═════ Exercise materials
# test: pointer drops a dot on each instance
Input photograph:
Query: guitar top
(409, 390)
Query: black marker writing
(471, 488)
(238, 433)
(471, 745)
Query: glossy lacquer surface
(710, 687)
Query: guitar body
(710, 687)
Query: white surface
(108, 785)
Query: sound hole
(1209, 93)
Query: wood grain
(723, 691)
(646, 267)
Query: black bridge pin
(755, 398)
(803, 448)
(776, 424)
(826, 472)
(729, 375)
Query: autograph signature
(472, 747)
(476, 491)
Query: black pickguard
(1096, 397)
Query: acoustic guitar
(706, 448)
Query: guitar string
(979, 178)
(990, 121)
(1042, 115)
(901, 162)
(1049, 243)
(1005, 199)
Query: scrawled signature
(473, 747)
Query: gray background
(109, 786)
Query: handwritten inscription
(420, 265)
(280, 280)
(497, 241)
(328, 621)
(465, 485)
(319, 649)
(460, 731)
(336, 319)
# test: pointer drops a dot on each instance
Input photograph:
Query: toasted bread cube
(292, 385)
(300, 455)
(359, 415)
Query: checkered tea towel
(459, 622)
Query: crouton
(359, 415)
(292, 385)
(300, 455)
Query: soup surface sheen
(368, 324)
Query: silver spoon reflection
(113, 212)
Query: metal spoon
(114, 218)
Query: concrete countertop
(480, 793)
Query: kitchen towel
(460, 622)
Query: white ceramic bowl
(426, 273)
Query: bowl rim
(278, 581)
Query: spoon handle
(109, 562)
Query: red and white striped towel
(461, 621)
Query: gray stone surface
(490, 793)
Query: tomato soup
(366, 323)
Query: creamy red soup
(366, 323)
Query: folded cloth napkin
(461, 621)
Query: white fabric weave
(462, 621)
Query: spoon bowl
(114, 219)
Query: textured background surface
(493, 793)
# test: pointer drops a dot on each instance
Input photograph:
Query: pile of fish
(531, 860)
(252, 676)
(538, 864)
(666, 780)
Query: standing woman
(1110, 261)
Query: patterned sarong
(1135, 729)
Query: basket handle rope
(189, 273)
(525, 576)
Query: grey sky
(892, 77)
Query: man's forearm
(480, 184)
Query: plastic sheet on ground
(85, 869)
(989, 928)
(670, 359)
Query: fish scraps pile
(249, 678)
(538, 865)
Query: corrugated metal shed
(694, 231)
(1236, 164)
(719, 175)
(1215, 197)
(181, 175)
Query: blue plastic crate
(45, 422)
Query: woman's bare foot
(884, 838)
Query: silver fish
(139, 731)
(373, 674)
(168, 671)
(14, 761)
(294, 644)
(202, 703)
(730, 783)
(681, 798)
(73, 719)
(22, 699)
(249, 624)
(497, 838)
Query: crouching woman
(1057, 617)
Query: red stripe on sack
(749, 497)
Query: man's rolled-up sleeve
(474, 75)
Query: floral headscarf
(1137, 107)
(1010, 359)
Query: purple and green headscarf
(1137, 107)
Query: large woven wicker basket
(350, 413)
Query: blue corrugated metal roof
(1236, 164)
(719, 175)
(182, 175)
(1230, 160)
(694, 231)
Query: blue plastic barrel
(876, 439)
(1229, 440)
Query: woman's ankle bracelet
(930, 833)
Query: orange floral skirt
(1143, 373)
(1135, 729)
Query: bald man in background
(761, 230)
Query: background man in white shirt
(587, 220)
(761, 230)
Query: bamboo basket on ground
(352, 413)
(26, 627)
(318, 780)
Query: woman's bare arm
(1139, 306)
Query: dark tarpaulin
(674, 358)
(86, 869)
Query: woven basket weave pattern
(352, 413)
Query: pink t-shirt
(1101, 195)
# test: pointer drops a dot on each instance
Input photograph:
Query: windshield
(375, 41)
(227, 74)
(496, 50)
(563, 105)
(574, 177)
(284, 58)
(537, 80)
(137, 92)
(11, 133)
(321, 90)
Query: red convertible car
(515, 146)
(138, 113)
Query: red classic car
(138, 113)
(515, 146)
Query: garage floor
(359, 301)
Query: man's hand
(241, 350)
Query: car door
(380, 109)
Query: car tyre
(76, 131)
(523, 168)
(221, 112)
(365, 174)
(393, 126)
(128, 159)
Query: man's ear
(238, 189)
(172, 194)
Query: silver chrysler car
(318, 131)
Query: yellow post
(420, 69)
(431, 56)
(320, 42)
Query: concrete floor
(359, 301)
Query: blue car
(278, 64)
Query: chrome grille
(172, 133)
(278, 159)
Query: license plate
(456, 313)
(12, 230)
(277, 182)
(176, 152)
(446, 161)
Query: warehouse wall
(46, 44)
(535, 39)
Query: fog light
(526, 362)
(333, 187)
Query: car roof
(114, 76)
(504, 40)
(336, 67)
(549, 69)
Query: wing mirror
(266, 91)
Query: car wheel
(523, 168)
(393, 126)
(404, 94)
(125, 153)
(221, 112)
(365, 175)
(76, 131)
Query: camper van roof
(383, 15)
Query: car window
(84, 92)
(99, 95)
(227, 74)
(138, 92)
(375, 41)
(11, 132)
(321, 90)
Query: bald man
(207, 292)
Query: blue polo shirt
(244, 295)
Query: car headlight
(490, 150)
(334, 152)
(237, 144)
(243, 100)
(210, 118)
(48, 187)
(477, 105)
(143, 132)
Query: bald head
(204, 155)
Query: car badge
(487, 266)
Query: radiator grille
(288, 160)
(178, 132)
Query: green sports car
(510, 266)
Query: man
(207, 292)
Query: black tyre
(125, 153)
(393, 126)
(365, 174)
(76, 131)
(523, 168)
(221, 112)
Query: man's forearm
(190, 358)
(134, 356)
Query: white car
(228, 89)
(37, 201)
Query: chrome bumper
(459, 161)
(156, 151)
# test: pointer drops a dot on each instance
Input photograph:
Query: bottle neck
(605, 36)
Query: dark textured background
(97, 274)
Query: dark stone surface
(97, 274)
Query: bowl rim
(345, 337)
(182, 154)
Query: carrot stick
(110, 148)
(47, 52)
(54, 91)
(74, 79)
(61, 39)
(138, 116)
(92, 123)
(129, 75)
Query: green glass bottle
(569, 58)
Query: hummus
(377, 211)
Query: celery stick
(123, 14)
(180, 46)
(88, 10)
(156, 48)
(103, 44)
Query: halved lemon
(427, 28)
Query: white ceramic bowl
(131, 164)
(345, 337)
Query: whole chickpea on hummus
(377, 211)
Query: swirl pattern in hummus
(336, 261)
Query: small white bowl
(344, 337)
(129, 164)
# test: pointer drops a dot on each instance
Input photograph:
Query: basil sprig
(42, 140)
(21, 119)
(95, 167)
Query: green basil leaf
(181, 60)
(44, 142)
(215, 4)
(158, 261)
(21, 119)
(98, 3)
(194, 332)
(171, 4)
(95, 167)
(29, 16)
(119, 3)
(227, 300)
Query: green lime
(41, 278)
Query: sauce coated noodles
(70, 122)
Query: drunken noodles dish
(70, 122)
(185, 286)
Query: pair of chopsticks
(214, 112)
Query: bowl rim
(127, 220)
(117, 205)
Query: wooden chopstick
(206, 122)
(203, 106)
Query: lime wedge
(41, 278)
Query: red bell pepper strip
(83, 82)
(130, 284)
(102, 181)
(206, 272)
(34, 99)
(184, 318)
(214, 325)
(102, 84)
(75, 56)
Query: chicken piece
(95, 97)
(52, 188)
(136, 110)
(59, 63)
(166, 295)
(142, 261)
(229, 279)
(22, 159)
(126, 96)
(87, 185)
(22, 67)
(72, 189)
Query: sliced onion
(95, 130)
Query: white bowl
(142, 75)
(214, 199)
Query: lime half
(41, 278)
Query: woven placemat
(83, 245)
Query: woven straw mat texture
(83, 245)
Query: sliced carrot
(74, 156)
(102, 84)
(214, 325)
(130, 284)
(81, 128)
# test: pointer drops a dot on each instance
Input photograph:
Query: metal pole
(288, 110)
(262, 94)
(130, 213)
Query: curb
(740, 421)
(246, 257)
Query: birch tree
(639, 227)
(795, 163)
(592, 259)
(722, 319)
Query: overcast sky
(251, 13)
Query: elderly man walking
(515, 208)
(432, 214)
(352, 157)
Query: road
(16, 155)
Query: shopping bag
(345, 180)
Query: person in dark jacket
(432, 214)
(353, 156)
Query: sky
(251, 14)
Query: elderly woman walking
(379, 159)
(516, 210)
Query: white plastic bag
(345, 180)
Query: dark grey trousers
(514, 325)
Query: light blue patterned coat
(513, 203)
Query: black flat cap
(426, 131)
══════════
• Task directions
Please quote nothing but the lines from the line with "Query: green basil leaf" through the end of the data above, exactly as written, ends included.

• Finished task
Query: green basil leaf
(181, 60)
(44, 142)
(215, 4)
(158, 261)
(21, 119)
(98, 3)
(194, 332)
(171, 4)
(95, 167)
(29, 16)
(119, 3)
(227, 300)
Query: green lime
(41, 278)
Query: sauce coated noodles
(70, 122)
Query: drunken noodles dish
(70, 122)
(185, 286)
Query: pair of chopsticks
(214, 112)
Query: bowl rim
(127, 220)
(117, 205)
Query: wooden chopstick
(206, 122)
(203, 106)
Query: lime wedge
(41, 278)
Query: red bell pepper strip
(83, 82)
(130, 284)
(102, 181)
(206, 272)
(34, 99)
(184, 318)
(214, 325)
(102, 84)
(75, 56)
Query: chicken piece
(95, 97)
(52, 188)
(136, 110)
(59, 63)
(166, 295)
(142, 261)
(229, 279)
(22, 159)
(126, 96)
(87, 185)
(22, 67)
(72, 189)
Query: sliced onion
(95, 130)
Query: white bowl
(142, 75)
(214, 199)
Query: lime half
(41, 278)
Query: woven placemat
(83, 245)
Query: woven straw mat texture
(83, 245)
Query: sliced carrot
(74, 156)
(102, 84)
(214, 325)
(130, 284)
(81, 128)
# test: pointer drops a dot on each instance
Input photograph:
Query: metal pole
(288, 110)
(262, 94)
(130, 213)
Query: curb
(740, 421)
(246, 257)
Query: birch tree
(639, 227)
(795, 163)
(592, 259)
(722, 319)
Query: overcast sky
(251, 13)
Query: elderly man walking
(515, 208)
(432, 214)
(352, 157)
Query: road
(16, 155)
Query: shopping bag
(345, 180)
Query: person in dark jacket
(432, 214)
(353, 156)
Query: sky
(251, 14)
Query: elderly woman walking
(379, 159)
(516, 210)
Query: white plastic bag
(345, 180)
Query: dark grey trousers
(514, 325)
Query: light blue patterned coat
(513, 203)
Query: black flat cap
(426, 131)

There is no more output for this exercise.